**Objective:** Only the lines from the one holding "Shelf audit: locate every instance of the riverbank" to the end of the data should be echoed, exactly as they appear, minus the pictures.

**Dataset excerpts:**
┄┄┄┄┄┄┄┄┄┄
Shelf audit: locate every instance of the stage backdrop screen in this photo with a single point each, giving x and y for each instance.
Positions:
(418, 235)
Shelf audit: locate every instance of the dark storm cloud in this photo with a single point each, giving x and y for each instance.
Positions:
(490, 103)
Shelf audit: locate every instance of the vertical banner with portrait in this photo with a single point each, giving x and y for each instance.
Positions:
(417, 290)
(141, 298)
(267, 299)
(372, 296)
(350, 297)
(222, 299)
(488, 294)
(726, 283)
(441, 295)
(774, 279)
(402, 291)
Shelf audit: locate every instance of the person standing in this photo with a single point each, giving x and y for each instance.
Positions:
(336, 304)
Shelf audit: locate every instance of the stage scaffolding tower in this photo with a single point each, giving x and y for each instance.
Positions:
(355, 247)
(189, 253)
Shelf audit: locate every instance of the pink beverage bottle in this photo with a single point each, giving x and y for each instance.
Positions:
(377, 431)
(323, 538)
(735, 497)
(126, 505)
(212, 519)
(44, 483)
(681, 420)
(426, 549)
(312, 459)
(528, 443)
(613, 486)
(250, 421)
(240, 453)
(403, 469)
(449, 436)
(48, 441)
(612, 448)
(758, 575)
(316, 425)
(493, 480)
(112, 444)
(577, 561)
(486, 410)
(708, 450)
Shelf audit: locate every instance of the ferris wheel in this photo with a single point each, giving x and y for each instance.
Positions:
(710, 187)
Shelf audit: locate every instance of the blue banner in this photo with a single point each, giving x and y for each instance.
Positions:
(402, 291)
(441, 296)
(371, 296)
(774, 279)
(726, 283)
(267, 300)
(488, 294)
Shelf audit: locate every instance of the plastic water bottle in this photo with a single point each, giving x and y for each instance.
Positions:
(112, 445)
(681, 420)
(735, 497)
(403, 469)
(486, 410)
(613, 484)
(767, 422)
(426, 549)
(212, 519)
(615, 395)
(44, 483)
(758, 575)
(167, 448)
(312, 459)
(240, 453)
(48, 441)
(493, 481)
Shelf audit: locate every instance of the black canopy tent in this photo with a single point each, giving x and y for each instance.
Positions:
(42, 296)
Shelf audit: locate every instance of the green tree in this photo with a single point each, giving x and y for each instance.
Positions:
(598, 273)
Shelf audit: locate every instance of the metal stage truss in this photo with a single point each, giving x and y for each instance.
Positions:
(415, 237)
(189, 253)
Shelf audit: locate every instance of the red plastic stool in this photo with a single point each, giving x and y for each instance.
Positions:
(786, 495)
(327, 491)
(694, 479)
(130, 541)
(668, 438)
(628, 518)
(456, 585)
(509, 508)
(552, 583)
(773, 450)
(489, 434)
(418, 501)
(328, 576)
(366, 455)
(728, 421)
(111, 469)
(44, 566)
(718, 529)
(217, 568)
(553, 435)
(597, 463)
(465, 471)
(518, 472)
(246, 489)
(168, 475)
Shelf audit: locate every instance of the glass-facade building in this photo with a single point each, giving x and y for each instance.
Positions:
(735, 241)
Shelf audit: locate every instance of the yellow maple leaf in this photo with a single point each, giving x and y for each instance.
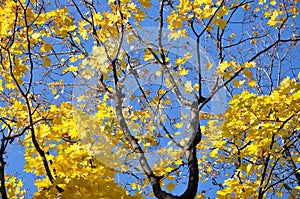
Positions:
(170, 186)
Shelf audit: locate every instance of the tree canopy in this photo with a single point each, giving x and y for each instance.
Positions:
(150, 99)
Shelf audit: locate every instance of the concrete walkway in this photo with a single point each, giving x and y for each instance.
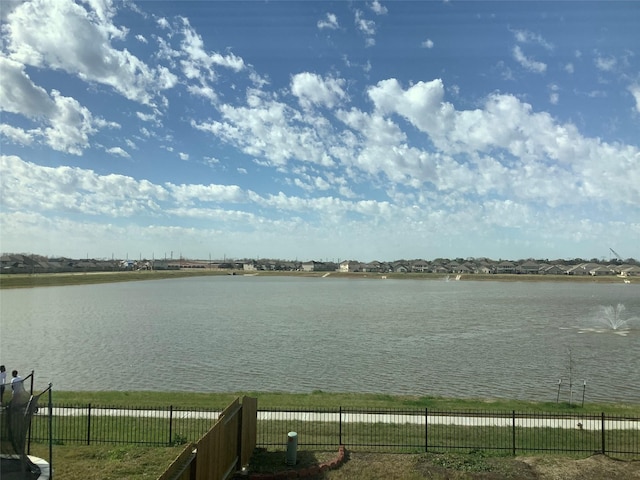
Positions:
(589, 422)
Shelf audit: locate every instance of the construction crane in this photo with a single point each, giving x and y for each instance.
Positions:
(616, 254)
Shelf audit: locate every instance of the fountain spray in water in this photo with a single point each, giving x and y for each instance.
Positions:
(610, 319)
(614, 317)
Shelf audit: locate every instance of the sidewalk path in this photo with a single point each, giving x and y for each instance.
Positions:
(589, 422)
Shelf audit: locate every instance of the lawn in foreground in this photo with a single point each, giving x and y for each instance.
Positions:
(138, 463)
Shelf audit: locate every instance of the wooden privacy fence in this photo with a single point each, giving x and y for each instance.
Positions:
(221, 451)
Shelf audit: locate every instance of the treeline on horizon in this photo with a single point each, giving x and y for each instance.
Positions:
(559, 261)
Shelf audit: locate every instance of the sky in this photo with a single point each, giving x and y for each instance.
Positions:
(318, 130)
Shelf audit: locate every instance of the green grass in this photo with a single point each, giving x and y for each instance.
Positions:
(24, 280)
(320, 400)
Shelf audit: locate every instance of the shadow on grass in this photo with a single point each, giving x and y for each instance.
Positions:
(272, 461)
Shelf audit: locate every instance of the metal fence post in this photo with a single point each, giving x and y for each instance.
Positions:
(513, 432)
(602, 428)
(89, 424)
(50, 433)
(426, 429)
(340, 426)
(170, 423)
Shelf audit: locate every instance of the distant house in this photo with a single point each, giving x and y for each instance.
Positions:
(552, 270)
(630, 271)
(313, 266)
(599, 271)
(420, 266)
(505, 267)
(528, 268)
(350, 266)
(374, 267)
(582, 269)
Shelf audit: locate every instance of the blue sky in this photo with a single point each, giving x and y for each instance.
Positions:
(320, 130)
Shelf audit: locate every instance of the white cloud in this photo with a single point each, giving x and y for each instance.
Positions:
(544, 161)
(63, 123)
(270, 129)
(366, 27)
(30, 187)
(605, 64)
(527, 37)
(330, 21)
(118, 151)
(378, 8)
(635, 92)
(17, 135)
(428, 43)
(64, 35)
(528, 63)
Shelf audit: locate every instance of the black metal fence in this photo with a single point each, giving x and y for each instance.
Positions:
(382, 430)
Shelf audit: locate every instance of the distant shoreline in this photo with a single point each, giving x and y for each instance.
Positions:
(21, 280)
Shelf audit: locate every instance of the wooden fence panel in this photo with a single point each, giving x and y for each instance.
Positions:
(181, 467)
(223, 449)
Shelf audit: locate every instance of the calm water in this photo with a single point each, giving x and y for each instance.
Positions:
(459, 339)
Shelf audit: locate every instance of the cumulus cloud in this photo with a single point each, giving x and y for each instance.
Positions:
(525, 36)
(366, 27)
(118, 152)
(329, 21)
(635, 92)
(64, 35)
(605, 64)
(378, 8)
(528, 63)
(428, 43)
(63, 123)
(30, 187)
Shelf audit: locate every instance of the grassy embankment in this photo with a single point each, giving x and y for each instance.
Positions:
(109, 462)
(319, 399)
(81, 278)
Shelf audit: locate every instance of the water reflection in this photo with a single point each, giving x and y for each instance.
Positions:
(458, 338)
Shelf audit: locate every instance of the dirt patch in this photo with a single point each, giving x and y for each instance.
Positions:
(594, 467)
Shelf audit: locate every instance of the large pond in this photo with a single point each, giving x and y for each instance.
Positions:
(423, 337)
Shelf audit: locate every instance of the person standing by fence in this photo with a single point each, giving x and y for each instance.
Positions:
(3, 381)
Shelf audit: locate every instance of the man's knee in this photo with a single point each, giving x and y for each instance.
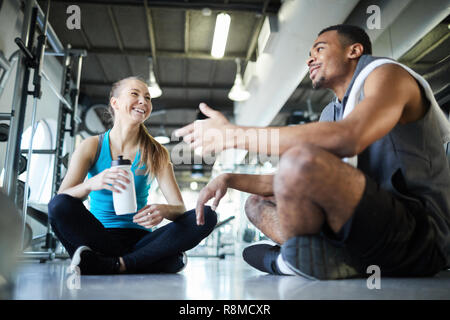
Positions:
(252, 205)
(210, 217)
(296, 168)
(58, 205)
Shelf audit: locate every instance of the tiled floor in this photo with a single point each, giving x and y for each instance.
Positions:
(213, 279)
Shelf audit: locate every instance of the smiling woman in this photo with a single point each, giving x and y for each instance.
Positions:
(100, 241)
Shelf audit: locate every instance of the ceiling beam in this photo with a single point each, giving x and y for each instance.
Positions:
(258, 25)
(202, 55)
(242, 6)
(151, 35)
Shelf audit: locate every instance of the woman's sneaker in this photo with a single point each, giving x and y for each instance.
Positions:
(89, 262)
(262, 255)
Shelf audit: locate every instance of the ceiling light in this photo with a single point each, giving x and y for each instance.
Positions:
(238, 91)
(162, 137)
(220, 35)
(154, 89)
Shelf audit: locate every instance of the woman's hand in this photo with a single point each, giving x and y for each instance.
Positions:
(113, 179)
(216, 189)
(151, 215)
(212, 134)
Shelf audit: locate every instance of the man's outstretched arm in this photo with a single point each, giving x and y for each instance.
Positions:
(217, 188)
(391, 96)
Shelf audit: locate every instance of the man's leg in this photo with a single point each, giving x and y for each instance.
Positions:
(314, 186)
(262, 212)
(306, 175)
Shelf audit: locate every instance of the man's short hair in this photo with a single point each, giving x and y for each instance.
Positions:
(351, 34)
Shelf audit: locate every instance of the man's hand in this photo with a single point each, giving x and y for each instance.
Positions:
(208, 134)
(151, 215)
(216, 189)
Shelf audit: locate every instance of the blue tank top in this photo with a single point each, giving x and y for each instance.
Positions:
(101, 201)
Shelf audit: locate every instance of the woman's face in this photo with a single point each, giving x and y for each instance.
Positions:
(132, 102)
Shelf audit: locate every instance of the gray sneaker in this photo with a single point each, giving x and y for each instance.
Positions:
(315, 258)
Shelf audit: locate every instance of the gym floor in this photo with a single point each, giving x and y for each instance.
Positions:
(214, 279)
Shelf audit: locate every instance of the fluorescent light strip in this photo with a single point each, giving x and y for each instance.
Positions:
(220, 35)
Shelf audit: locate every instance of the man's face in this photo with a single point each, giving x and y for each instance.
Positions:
(326, 61)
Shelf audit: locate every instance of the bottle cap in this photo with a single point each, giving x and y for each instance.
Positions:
(120, 162)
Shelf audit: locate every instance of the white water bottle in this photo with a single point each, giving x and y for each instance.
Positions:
(125, 202)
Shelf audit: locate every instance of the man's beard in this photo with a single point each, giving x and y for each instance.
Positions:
(319, 83)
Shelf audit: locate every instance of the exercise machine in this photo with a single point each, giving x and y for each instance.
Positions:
(31, 58)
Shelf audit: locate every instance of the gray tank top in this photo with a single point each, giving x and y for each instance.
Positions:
(409, 161)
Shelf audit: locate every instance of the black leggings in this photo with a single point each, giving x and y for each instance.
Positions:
(141, 250)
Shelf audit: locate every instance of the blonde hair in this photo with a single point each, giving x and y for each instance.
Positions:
(153, 154)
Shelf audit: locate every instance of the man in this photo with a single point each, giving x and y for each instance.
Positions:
(392, 211)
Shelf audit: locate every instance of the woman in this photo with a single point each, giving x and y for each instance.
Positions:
(101, 242)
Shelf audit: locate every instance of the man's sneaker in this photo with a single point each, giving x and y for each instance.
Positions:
(315, 258)
(263, 255)
(90, 262)
(183, 262)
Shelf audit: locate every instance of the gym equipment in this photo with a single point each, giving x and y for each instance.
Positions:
(31, 56)
(4, 132)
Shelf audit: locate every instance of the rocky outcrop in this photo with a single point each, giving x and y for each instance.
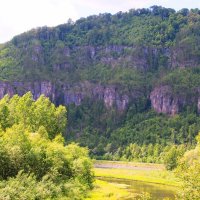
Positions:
(68, 93)
(20, 88)
(164, 100)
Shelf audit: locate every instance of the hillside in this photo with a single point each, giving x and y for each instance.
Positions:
(127, 78)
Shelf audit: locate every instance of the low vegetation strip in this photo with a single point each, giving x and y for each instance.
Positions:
(152, 173)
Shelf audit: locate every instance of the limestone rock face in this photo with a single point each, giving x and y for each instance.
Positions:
(67, 93)
(163, 101)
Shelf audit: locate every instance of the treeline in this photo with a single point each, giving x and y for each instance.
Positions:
(34, 161)
(169, 155)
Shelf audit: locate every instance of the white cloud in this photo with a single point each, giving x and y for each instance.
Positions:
(17, 16)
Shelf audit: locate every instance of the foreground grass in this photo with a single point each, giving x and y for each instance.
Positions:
(152, 173)
(109, 191)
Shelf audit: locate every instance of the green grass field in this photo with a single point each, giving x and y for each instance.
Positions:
(151, 173)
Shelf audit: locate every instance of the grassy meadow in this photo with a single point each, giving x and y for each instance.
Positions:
(149, 173)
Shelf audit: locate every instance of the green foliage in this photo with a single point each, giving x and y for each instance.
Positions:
(34, 162)
(189, 172)
(33, 114)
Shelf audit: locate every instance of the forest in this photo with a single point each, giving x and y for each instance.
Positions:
(118, 87)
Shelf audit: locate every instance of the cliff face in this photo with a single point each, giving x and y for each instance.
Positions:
(163, 100)
(66, 93)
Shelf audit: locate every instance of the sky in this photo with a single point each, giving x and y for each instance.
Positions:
(18, 16)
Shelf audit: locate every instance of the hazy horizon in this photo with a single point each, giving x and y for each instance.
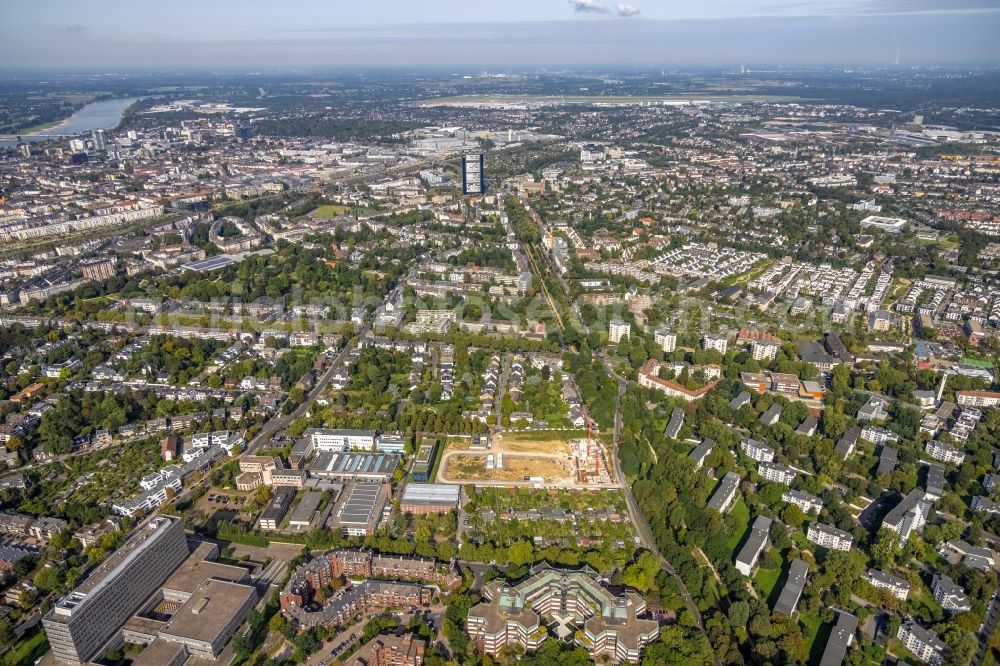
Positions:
(110, 34)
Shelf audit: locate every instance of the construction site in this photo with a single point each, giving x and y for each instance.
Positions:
(519, 461)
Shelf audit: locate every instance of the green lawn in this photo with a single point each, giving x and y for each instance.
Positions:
(329, 210)
(766, 581)
(27, 650)
(815, 634)
(741, 511)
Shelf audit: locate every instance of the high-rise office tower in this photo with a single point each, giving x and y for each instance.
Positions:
(83, 621)
(473, 174)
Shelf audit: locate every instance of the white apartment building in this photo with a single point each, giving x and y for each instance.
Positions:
(666, 339)
(923, 643)
(618, 329)
(829, 536)
(805, 501)
(757, 450)
(719, 343)
(944, 452)
(776, 472)
(764, 350)
(909, 516)
(950, 595)
(897, 587)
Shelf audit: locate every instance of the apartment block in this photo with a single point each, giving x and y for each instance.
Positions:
(829, 536)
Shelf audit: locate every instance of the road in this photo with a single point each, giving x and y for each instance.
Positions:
(986, 630)
(638, 519)
(281, 421)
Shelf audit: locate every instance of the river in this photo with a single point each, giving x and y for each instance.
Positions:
(96, 115)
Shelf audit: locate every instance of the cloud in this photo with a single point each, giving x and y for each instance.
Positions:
(588, 6)
(626, 10)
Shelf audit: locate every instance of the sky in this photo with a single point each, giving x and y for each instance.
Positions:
(467, 35)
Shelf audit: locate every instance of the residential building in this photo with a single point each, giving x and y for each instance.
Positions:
(764, 350)
(909, 516)
(896, 586)
(725, 493)
(771, 416)
(944, 452)
(512, 615)
(798, 572)
(618, 329)
(887, 460)
(805, 501)
(742, 399)
(978, 398)
(934, 490)
(841, 638)
(847, 442)
(746, 560)
(975, 557)
(878, 435)
(665, 339)
(949, 594)
(719, 343)
(829, 536)
(923, 643)
(675, 424)
(776, 472)
(983, 504)
(756, 450)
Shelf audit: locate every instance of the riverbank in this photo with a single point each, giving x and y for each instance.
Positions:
(104, 114)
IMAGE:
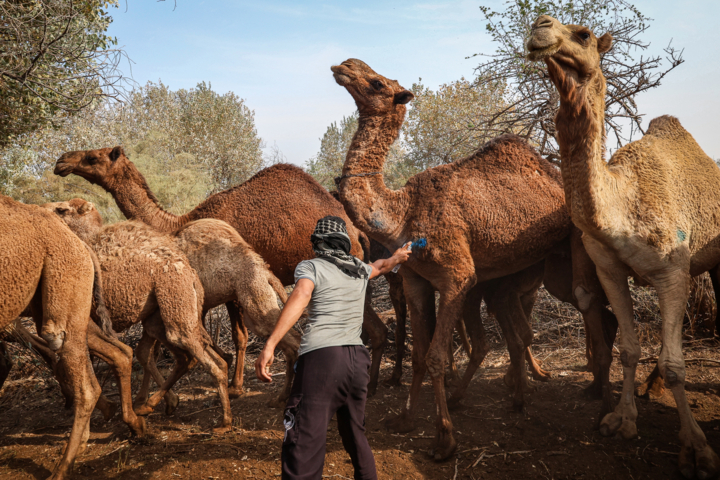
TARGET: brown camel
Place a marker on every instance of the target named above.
(147, 279)
(650, 212)
(490, 215)
(275, 213)
(230, 272)
(44, 263)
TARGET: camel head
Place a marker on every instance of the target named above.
(373, 93)
(95, 166)
(80, 215)
(571, 52)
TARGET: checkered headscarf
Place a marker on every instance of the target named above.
(331, 242)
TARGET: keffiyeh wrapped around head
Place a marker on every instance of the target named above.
(331, 242)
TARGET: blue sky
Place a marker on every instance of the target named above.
(277, 55)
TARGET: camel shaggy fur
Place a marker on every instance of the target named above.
(231, 273)
(44, 263)
(275, 212)
(147, 279)
(650, 212)
(488, 216)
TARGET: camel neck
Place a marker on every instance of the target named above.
(374, 208)
(135, 200)
(581, 135)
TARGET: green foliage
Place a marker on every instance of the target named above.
(531, 96)
(187, 144)
(55, 57)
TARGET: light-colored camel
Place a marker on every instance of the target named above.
(484, 217)
(41, 261)
(275, 212)
(651, 212)
(147, 279)
(230, 272)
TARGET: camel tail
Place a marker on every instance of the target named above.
(101, 317)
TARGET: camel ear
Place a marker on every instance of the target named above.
(116, 152)
(403, 97)
(85, 208)
(604, 43)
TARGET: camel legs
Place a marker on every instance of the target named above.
(613, 276)
(377, 331)
(240, 336)
(696, 456)
(397, 296)
(148, 352)
(480, 347)
(181, 343)
(80, 377)
(119, 357)
(421, 301)
(5, 363)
┄┄┄┄┄┄┄┄┄┄
**Exercise output:**
Shelf audit: locate every instance of the riverbank in this photo with a single point each, giving x and y for each instance.
Positions:
(104, 114)
IMAGE:
TARGET: brown camel
Place a marker on every instance of the target named above.
(147, 279)
(650, 212)
(490, 215)
(275, 213)
(230, 272)
(44, 263)
TARGET: camel head
Place a marker on every instance of the target named above.
(373, 93)
(95, 166)
(80, 215)
(571, 52)
TARGET: checkered headscarf
Place a marker on every instance of the target named above.
(331, 242)
TARGET: keffiyeh wrapped around head
Place a marker on every instance of the target named above.
(331, 242)
TARGET: blue sky
Place a marker on every instance of the target named above.
(277, 55)
TARGET: camel shaggy fur
Place a marker on every instance of the target named above.
(231, 273)
(44, 263)
(275, 212)
(147, 279)
(650, 212)
(488, 216)
TARGET: camel neck
Place a marker on every instance of the target named above.
(374, 208)
(135, 200)
(581, 135)
TARGET: green foliage
Place a marker on every instance of the target named above.
(531, 96)
(187, 144)
(55, 57)
TARGET: light-colored camel
Place a marker on every instance of the target named above.
(484, 217)
(41, 261)
(275, 212)
(651, 212)
(147, 279)
(230, 272)
TARGET: camel tail
Place a marker on every instance of the target named above.
(101, 317)
TARGET: camel ear
Place a marker on every instance of the target named above.
(116, 152)
(403, 97)
(85, 208)
(604, 43)
TARGET: camel legs
Place a marker on every instance of the target named above.
(613, 276)
(377, 331)
(240, 336)
(696, 456)
(397, 296)
(148, 352)
(480, 347)
(181, 343)
(80, 377)
(119, 357)
(421, 301)
(5, 363)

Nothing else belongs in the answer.